**Yapılacaklar:**
[A] Otizm hakkındaki metinde "Otizm, bir ruh" sözcüklerini içeren ifadeyle başlayıp "bir ilişki bulunamamıştır." ile biten bölümü değiştirmeden yazın.
[B] Otizm hakkındaki metne göre otizm belirtileri doğuştan değilse hangi döneme kadar ortaya çıkabilir?

**Belge Alıntısı:**
Otizm Nedir?
Otizm, kendini ifade etme, başkalarını anlama, dili kullanma, iletişim gibi alanlardaki yetersizliklerle, sınırlı ilgi ve takıntılarla kendini gösteren yaygın gelişimsel bir bozukluktur. Bu ve buna benzer belirtiler doğuştan olabildiği gibi üç yaşa kadar olan dönemde de ortaya çıkabilir.
Otizm Ne Değildir?
Otizm, bir ruh hastalığı değildir. Anne babaların kişilik özellikleriyle ya da çocuk yetiştirme biçimleriyle ilişkili değildir. Otizm ile ailesel özellikler (etnik köken, ailenin sosyo-ekonomik düzeyi vb.) arasında herhangi bir ilişki bulunamamıştır.
Otizmin Olası Nedenleri?

**Verilen Kayıtlar:**

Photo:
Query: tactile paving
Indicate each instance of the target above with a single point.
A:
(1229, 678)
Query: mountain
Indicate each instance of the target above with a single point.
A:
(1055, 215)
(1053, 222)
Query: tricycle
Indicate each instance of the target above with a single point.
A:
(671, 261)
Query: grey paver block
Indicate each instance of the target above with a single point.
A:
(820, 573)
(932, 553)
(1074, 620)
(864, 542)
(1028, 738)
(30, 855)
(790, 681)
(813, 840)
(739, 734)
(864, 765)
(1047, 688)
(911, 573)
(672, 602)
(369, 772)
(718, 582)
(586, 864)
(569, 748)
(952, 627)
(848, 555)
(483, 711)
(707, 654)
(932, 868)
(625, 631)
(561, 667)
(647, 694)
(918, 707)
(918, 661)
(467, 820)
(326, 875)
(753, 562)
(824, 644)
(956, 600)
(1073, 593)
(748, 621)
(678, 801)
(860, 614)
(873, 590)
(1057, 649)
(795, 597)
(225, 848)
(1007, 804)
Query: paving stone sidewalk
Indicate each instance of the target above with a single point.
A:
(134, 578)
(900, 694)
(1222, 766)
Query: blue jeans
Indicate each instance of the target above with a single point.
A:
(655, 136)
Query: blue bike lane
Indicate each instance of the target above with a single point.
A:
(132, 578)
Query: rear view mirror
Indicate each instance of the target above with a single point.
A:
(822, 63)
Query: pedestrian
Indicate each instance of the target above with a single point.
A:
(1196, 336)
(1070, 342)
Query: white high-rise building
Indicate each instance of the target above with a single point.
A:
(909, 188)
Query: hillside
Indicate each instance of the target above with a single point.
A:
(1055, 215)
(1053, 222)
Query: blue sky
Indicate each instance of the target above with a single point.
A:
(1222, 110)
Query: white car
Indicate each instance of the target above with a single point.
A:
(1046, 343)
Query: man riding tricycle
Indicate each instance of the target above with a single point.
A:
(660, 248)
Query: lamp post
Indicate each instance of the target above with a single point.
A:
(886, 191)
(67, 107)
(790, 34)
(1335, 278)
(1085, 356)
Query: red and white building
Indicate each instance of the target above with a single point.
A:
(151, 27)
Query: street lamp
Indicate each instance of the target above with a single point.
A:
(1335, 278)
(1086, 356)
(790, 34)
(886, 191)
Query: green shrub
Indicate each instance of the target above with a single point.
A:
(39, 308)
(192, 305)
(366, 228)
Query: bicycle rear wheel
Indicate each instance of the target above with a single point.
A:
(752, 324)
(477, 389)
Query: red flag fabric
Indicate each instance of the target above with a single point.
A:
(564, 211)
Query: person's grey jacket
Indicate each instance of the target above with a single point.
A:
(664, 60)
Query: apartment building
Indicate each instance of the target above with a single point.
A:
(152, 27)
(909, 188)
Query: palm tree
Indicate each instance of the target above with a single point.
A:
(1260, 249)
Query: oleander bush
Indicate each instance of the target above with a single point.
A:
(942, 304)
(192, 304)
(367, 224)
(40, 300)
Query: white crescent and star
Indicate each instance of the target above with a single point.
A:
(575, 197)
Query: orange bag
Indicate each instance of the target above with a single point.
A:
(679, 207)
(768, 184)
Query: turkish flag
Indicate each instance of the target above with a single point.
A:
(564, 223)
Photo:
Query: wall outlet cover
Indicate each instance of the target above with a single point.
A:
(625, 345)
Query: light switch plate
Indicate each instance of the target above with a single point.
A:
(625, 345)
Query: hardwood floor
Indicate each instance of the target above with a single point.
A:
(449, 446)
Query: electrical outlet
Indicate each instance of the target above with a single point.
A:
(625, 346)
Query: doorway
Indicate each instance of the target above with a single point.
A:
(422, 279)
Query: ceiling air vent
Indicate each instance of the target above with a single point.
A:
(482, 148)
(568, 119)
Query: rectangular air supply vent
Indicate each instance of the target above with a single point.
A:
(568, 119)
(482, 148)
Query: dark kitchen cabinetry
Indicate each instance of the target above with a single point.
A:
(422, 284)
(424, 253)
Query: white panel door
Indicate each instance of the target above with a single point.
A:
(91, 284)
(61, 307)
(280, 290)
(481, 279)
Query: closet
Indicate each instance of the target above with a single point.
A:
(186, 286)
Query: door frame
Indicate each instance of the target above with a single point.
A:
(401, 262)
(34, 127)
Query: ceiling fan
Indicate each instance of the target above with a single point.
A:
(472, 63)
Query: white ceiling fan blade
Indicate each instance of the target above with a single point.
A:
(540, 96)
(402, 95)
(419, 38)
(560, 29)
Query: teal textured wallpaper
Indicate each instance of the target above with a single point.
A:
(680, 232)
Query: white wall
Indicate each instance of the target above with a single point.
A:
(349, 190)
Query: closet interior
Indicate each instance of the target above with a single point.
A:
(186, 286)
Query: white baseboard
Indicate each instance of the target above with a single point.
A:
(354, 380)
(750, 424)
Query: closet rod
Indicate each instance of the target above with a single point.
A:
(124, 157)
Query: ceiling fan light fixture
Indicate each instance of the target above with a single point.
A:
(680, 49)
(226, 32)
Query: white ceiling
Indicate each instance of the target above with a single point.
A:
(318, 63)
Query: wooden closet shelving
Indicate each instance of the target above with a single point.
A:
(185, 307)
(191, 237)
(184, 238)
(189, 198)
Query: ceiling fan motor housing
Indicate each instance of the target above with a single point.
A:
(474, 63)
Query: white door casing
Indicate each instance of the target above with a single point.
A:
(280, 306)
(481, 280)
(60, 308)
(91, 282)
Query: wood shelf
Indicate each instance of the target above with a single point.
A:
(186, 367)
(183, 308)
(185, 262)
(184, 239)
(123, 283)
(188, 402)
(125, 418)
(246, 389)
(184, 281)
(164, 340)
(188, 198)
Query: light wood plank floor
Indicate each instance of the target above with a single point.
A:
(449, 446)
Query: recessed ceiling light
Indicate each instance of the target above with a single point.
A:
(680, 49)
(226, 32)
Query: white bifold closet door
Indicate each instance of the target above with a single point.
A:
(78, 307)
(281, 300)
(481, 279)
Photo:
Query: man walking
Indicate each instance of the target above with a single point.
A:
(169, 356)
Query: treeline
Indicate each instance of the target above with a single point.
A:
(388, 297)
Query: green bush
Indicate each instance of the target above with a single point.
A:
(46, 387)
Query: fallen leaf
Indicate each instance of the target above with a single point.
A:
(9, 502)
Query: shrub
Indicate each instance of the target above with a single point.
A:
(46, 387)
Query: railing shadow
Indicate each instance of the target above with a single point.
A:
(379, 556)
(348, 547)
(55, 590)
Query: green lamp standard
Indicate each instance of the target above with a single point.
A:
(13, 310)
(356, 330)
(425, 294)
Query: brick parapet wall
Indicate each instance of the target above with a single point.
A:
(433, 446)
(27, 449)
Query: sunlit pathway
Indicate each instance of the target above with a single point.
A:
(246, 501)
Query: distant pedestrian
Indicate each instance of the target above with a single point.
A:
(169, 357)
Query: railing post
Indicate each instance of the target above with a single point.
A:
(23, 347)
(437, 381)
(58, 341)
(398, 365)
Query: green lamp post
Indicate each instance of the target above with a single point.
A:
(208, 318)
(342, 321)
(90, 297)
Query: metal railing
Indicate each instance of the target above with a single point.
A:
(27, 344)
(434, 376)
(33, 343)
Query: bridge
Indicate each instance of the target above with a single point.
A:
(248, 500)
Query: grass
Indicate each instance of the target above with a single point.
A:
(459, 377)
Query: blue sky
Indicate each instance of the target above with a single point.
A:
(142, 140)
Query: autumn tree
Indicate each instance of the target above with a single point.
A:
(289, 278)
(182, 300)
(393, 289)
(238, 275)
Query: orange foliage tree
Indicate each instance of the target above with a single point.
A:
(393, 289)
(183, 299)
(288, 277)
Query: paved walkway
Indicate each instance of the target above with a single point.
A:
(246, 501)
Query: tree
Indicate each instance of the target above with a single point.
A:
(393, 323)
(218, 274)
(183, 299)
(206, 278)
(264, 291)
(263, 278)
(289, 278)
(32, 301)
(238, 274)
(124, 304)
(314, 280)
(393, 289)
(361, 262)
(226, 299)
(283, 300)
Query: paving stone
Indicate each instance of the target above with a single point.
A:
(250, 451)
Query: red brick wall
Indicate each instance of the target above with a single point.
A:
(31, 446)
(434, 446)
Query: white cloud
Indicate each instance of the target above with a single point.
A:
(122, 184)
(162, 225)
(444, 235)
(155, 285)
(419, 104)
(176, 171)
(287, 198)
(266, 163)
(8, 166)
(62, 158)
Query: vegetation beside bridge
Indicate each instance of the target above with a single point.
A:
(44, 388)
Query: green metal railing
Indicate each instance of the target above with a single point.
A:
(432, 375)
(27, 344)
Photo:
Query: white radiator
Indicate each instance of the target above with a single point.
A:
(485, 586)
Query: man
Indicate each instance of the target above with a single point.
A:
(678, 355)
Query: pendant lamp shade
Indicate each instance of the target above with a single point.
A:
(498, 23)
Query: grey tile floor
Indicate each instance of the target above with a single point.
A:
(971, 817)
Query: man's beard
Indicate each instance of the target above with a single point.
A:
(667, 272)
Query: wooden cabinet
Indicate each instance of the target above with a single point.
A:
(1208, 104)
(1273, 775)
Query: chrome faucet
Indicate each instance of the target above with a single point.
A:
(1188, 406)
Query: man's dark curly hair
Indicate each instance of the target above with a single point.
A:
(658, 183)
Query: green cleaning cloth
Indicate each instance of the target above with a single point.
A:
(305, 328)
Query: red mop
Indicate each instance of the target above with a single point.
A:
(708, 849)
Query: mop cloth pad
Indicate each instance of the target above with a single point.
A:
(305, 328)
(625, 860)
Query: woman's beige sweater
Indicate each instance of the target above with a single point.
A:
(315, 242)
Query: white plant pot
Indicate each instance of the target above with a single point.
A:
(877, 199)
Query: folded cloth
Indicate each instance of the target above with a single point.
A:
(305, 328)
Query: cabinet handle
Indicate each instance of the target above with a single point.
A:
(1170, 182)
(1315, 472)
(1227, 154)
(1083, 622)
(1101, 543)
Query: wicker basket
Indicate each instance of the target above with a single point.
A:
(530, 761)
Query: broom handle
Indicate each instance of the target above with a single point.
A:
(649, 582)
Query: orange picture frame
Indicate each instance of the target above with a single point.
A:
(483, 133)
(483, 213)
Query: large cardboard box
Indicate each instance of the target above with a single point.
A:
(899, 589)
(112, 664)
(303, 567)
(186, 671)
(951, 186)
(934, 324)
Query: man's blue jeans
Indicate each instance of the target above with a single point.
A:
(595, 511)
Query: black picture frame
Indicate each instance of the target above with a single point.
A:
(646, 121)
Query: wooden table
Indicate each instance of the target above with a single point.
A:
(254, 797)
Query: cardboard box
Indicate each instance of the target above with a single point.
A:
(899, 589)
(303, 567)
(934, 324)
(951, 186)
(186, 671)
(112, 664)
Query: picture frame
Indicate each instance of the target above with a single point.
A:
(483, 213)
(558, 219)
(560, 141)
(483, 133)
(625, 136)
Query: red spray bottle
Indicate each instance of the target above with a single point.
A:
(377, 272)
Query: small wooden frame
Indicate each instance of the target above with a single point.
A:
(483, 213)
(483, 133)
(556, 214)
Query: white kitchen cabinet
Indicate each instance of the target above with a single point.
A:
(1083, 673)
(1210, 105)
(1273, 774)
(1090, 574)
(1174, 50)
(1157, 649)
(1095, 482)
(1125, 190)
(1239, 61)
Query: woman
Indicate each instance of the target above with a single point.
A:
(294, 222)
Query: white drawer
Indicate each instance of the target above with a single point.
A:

**Görev Yanıtları:**
[A]
Otizm, bir ruh hastalığı değildir. Anne babaların kişilik özellikleriyle ya da çocuk yetiştirme biçimleriyle ilişkili değildir. Otizm ile ailesel özellikler (etnik köken, ailenin sosyo-ekonomik düzeyi vb.) arasında herhangi bir ilişki bulunamamıştır.

[B] Üç yaşa kadar olan dönemde.